# DIRECTIONS:
According to the text on altiratinib, which three kinases does the drug inhibit in a balanced way?

[Opening QUOTED PASSAGE section]

Altiratinib (DCC-2701) was designed based on the rationale of engineering a single therapeutic agent able to address multiple hallmarks of cancer (1). Specifically, Altiratinib inhibits not only mechanisms of tumor initiation and progression, but also drug resistance mechanisms in the tumor and microenvironment through balanced inhibition of MET, TIE2 (TEK), and VEGFR2 (KDR) kinases. This profile was achieved by optimizing binding into the switch control pocket of all three kinases, inducing type II inactive conformations. Altiratinib durably inhibits MET, both wild-type and mutated forms, in vitro and in vivo. Through its balanced inhibitory potency versus MET, TIE2, and VEGFR2, Altiratinib provides an agent that inhibits three major evasive (re)vascularization and resistance pathways (HGF, ANG, and VEGF) and blocks tumor invasion and metastasis. Altiratinib exhibits properties amenable to oral administration and exhibits substantial blood-brain barrier penetration, an attribute of significance for eventual treatment of brain cancers and brain metastases.
Novel MET/TIE2/VEGFR2 inhibitor altiratinib inhibits tumor growth and invasiveness in bevacizumab-resistant glioblastoma mouse models.[Pubmed:26965451]
Neuro Oncol. 2016 Sep;18(9):1230-41.
BACKGROUND: Glioblastoma highly expresses the proto-oncogene MET in the setting of resistance to bevacizumab. MET engagement by hepatocyte growth factor (HGF) results in receptor dimerization and autophosphorylation mediating tumor growth, invasion, and metastasis. Evasive revascularization and the recruitment of TIE2-expressing macrophages (TEMs) are also triggered by anti-VEGF therapy. METHODS: We investigated the activity of Altiratinib (a novel balanced inhibitor of MET/TIE2/VEGFR2) against human glioblastoma stem cell lines in vitro and in vivo using xenograft mouse models. The biological activity of Altiratinib was assessed in vitro by testing the expression of HGF-stimulated MET phosphorylation as well as cell viability after Altiratinib treatment. Tumor volume, stem cell and mesenchymal marker levels, microvessel density, and TIE2-expressing monocyte infiltration were evaluated in vivo following treatment with a control, bevacizumab alone, bevacizumab combined with Altiratinib, or Altiratinib alone. RESULTS: In vitro, HGF-stimulated MET phosphorylation was completely suppressed by Altiratinib in GSC17 and GSC267, and Altiratinib markedly inhibited cell viability in several glioblastoma stem cell lines. More importantly, in multiple xenograft mouse models, Altiratinib combined with bevacizumab dramatically reduced tumor volume, invasiveness, mesenchymal marker expression, microvessel density, and TIE2-expressing monocyte infiltration compared with bevacizumab alone. Furthermore, in the GSC17 xenograft model, Altiratinib combined with bevacizumab significantly prolonged survival compared with bevacizumab alone. CONCLUSIONS: Together, these data suggest that Altiratinib may suppress tumor growth, invasiveness, angiogenesis, and myeloid cell infiltration in glioblastoma. Thus, Altiratinib administered alone or in combination with bevacizumab may overcome resistance to bevacizumab and prolong survival in patients with glioblastoma.

[Closing QUOTED PASSAGE section]
[Opening ENTRIES SHOWN section]

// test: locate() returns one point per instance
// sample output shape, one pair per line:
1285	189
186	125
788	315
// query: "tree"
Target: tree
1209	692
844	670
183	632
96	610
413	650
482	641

[Closing ENTRIES SHOWN section]

# YOUR SOLUTION:
MET, TIE2 (TEK), and VEGFR2 (KDR).